TASK OBJECTIVE> Copy all of the data below word for word, leaving the pictures out.

EXCERPTED RECORDS>
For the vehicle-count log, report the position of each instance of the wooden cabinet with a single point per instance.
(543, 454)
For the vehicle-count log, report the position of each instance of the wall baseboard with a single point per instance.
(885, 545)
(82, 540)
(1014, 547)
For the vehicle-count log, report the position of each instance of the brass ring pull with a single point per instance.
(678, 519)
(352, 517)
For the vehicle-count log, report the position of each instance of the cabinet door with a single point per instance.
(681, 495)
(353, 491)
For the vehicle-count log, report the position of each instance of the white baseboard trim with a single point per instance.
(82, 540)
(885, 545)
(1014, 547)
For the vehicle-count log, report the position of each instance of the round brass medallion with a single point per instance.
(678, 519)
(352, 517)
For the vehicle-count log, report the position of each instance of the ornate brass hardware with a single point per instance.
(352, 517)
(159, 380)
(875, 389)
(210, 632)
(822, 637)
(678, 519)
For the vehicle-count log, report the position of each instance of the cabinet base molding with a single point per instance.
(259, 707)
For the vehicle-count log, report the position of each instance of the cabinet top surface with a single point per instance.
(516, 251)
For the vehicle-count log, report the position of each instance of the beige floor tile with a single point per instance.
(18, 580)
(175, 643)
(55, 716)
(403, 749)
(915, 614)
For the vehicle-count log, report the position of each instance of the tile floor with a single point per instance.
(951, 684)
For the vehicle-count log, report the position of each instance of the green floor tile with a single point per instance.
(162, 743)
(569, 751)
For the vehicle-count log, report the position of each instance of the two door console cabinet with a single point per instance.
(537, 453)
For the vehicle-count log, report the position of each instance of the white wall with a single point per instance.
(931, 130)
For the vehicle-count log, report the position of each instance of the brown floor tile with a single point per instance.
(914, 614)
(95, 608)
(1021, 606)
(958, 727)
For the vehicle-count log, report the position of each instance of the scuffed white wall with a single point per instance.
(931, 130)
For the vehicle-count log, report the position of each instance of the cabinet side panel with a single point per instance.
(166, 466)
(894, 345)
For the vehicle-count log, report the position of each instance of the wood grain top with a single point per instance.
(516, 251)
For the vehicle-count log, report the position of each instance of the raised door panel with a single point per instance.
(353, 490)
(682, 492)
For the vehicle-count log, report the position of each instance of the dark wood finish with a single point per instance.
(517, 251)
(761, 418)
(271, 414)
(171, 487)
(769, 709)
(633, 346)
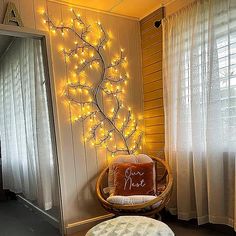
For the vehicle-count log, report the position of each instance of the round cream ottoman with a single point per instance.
(131, 225)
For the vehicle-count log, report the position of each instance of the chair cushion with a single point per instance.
(133, 200)
(140, 158)
(130, 200)
(133, 179)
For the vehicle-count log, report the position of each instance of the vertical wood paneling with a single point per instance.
(151, 40)
(26, 9)
(39, 7)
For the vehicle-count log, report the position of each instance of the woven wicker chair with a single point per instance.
(148, 208)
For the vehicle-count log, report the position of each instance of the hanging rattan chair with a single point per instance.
(149, 208)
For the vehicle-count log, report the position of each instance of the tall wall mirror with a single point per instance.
(29, 180)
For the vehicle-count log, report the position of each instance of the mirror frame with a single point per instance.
(43, 36)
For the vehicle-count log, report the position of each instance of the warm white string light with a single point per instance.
(105, 126)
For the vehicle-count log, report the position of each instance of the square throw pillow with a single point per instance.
(133, 179)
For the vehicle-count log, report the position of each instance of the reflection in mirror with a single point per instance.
(28, 170)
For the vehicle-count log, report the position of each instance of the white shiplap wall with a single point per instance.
(79, 163)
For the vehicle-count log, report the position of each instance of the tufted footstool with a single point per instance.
(130, 226)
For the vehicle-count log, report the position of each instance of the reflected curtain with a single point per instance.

THE OUTPUT>
For the vehicle-count log, report the position of each instance of the wooden cabinet with a single point per instance.
(543, 454)
For the vehicle-count log, report the position of each instance of the wall baseboard with a single point per instance.
(885, 545)
(82, 540)
(1014, 547)
For the vehicle-count log, report the position of each instance of the brass ring pull with a single point per instance.
(678, 519)
(352, 517)
For the vehicle-count log, report the position of each instance of the cabinet door with a single point per instance.
(681, 495)
(353, 491)
For the vehicle-count log, report the position of each instance of the white baseboard trim with a single point per instance.
(82, 540)
(885, 545)
(1014, 547)
For the vehicle-count log, report the position of each instance of the round brass medallion with a single point per instance.
(678, 519)
(352, 517)
For the vehicle-count log, report the position of each instance of the ornate brass hardware with a single point per instance.
(352, 517)
(159, 380)
(875, 389)
(210, 632)
(822, 637)
(678, 519)
For the vehicle-count log, report the position of each instance of the cabinet base molding with a single point per instance.
(259, 707)
For the vehicle-count log, report the position of each instance of the cabinet top surface with a single point per instance.
(516, 251)
For the vehicle-count log, report the position of each instance of the beige floor tile with a single point per instance.
(18, 580)
(175, 643)
(55, 716)
(403, 749)
(915, 614)
For the vehicle-count log, report the position of each instance of the tile floor with a single point per instance.
(951, 684)
For the vehicle-count log, report the position of each instance of the green floor tile with a single point per instance.
(162, 743)
(569, 751)
For the vehicle-count log, report the position of each instance of the two door console cabinet with a single point per instance.
(537, 453)
For the vehicle-count log, report the position of each instance of the white wall with a single point per instance.
(931, 130)
For the vehicle-count log, report the position of each instance of the brown floor tile with a single point per instance.
(914, 614)
(95, 608)
(1021, 606)
(958, 727)
For the vehicle-count log, report the position of each instance of the scuffed white wall with a single point per instance.
(931, 130)
For the vehicle-count log, report the position of each instance of the cabinet side panel with a single point per instance.
(166, 466)
(894, 345)
For the vehicle-count log, report the position of each instance of the wood grain top with a single point per instance.
(516, 251)
For the vehicle-count log, report the position of each instance of the raised door panel with a single point per instance.
(353, 490)
(682, 492)
For the vehicle-count log, report the position of each instance of the dark wood finish with a single point per instance.
(517, 251)
(761, 418)
(271, 414)
(171, 487)
(769, 709)
(633, 346)
For the vehicle-count log, report the position of each instance of the round cream ottoman with a single point per instance.
(131, 225)
For the vehicle-count log, report the position of each instance of the chair cushion with a single point per instance.
(133, 200)
(140, 158)
(130, 200)
(133, 179)
For the vehicle-count log, report the position of each instance of the vertical wood paneling with a single point per instance.
(151, 40)
(26, 9)
(39, 7)
For the vehicle-count log, report the position of each instance of the woven wicker chair with a single point per instance.
(148, 208)
For the vehicle-count log, report the position of each instance of the hanging rattan chair with a single point per instance.
(149, 208)
For the vehicle-count log, report the position of each instance of the tall wall mirror with a single point per instance.
(29, 180)
For the vehicle-count log, report the position of each instance of the mirror frame with a single point per instance.
(43, 36)
For the vehicle-count log, report the position of each instance of the warm white string light with a single point per instance.
(105, 126)
For the vehicle-count log, report the position of each instance of the square throw pillow with a single point per instance.
(133, 179)
For the vehicle-count log, report the position of each instance of the reflection in mirror with a single point per instance.
(28, 170)
For the vehicle-count log, report the position of each instance of the white shiplap wall with a single point per instance.
(79, 163)
For the vehicle-count log, report the position of each instance of the tufted footstool with a single point per instance.
(130, 226)
For the vehicle-count log, report the position of each instance of the reflected curtain with a single point per instance.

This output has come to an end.